• **Enregistrements d'un jeu d'annotation par points**:
▬▬▬▬▬▬▬▬▬▬

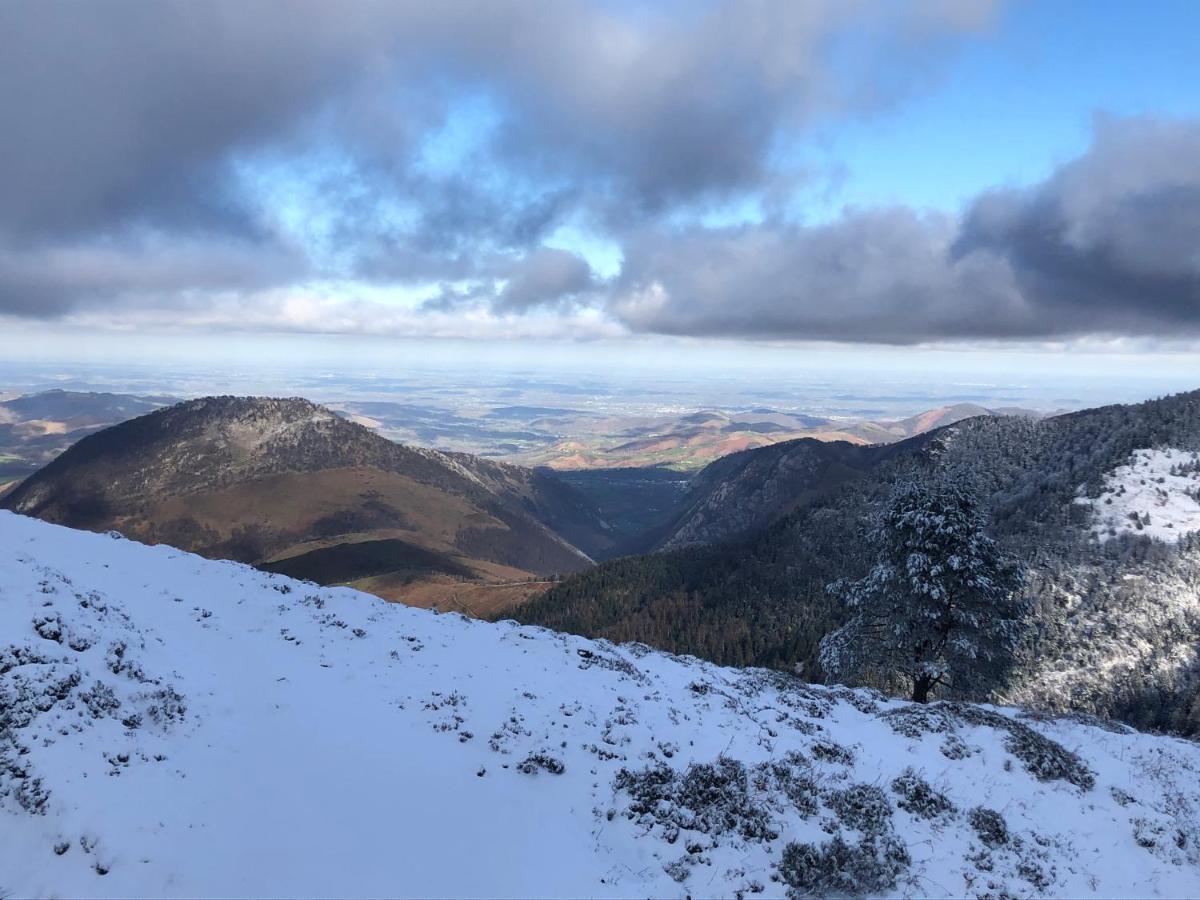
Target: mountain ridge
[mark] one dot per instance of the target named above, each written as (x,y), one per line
(148,693)
(259,479)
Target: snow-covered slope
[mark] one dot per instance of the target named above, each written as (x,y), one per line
(1156,493)
(172,726)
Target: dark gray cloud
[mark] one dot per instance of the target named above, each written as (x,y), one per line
(545,276)
(1107,245)
(137,118)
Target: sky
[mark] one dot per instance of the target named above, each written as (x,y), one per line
(862,181)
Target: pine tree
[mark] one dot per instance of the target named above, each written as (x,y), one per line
(941,607)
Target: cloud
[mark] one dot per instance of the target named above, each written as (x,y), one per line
(133,118)
(543,277)
(1105,245)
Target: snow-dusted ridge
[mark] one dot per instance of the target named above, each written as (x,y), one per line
(172,726)
(1157,493)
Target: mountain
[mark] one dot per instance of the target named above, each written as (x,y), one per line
(744,492)
(1103,505)
(690,442)
(173,726)
(293,487)
(35,427)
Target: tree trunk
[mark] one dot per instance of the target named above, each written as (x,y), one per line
(921,687)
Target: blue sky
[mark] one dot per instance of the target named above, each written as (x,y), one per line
(965,175)
(1020,100)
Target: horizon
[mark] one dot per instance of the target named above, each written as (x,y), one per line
(984,190)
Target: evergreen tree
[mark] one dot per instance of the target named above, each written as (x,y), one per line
(941,606)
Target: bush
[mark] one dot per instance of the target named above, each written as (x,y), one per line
(869,867)
(989,826)
(864,808)
(919,798)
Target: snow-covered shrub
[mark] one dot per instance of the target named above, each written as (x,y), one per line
(862,807)
(711,798)
(541,762)
(869,867)
(921,798)
(989,826)
(1044,759)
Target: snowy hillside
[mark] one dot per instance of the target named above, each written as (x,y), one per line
(172,726)
(1156,493)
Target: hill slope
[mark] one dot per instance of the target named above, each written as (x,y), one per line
(275,481)
(1117,607)
(175,727)
(37,426)
(747,491)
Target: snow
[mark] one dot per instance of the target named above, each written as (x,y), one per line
(1157,493)
(203,729)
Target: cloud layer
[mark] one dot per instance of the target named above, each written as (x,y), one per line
(208,165)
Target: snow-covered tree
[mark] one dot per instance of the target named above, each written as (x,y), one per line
(941,606)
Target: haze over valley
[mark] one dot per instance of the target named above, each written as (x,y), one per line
(589,449)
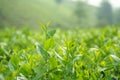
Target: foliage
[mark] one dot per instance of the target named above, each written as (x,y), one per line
(105,14)
(117,17)
(81,12)
(92,54)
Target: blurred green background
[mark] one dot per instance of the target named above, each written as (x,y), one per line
(61,13)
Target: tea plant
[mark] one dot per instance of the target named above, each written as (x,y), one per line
(60,55)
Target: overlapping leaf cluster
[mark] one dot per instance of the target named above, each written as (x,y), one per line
(60,55)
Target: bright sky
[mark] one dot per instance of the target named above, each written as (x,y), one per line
(115,3)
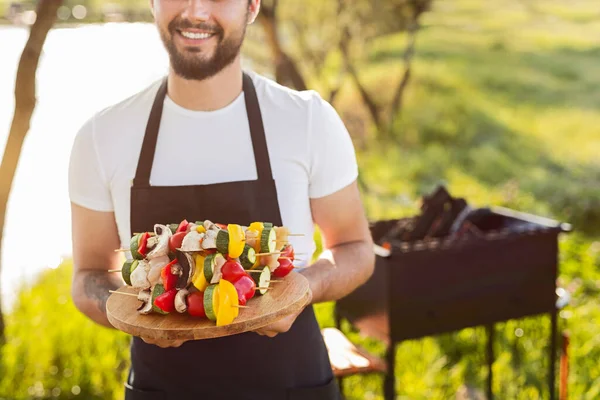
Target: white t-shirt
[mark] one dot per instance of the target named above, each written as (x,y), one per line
(310,150)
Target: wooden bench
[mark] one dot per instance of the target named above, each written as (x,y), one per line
(347,358)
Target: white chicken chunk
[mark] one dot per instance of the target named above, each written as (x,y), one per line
(191,241)
(162,247)
(210,240)
(139,276)
(156,265)
(217,274)
(252,238)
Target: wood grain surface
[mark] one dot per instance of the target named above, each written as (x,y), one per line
(283,299)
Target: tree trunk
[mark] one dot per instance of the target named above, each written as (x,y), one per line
(25,101)
(286,70)
(409,53)
(373,108)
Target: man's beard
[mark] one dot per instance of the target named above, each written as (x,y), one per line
(193,64)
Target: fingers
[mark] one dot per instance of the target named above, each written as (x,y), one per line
(164,343)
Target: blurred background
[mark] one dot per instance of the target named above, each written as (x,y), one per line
(497,100)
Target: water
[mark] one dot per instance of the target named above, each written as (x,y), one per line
(82,70)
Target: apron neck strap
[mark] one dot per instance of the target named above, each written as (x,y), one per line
(257,133)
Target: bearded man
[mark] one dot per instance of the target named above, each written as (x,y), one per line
(213,141)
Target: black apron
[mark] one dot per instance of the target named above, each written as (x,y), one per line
(293,365)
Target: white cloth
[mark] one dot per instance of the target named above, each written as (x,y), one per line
(311,152)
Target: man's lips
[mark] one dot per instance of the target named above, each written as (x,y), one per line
(195,34)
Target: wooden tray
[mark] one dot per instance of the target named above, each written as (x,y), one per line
(285,298)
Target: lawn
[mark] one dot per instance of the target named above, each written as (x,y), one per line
(502,108)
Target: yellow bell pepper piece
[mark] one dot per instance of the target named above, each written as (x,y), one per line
(257,226)
(216,300)
(199,280)
(237,240)
(227,310)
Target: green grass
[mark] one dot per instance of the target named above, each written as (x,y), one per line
(503,109)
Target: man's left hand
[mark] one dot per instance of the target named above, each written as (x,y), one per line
(284,324)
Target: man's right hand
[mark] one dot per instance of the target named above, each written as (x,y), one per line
(95,238)
(164,343)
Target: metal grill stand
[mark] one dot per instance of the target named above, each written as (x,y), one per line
(426,288)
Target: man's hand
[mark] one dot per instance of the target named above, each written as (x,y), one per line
(164,343)
(93,255)
(284,324)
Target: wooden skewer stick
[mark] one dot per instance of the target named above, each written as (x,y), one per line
(267,254)
(123,293)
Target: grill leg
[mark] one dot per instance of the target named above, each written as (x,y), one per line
(490,359)
(389,383)
(552,350)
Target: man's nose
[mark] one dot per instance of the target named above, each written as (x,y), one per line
(197,10)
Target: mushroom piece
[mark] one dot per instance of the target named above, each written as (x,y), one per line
(208,225)
(252,238)
(162,247)
(139,276)
(177,269)
(270,260)
(144,295)
(145,308)
(180,301)
(281,234)
(188,272)
(191,227)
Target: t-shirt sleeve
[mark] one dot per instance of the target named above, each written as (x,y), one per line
(88,186)
(332,153)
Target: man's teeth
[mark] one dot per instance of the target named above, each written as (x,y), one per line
(194,35)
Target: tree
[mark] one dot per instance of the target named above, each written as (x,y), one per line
(25,101)
(330,39)
(286,70)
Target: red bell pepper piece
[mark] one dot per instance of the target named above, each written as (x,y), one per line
(232,271)
(169,279)
(288,251)
(166,301)
(246,289)
(143,244)
(285,267)
(182,226)
(195,303)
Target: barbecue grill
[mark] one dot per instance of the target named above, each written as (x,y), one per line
(504,266)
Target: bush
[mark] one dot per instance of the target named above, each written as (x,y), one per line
(54,351)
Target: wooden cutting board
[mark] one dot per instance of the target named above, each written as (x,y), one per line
(285,298)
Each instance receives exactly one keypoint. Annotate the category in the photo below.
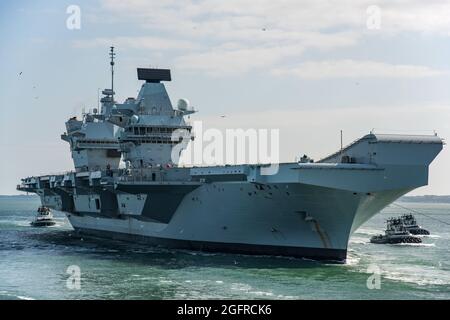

▬▬▬▬▬▬▬▬▬▬

• **Petit problème**: Comptez les lignes des enregistrements qui contiennent la chaîne "blurred". Donnez seulement ce nombre.

• **Réponse**: 2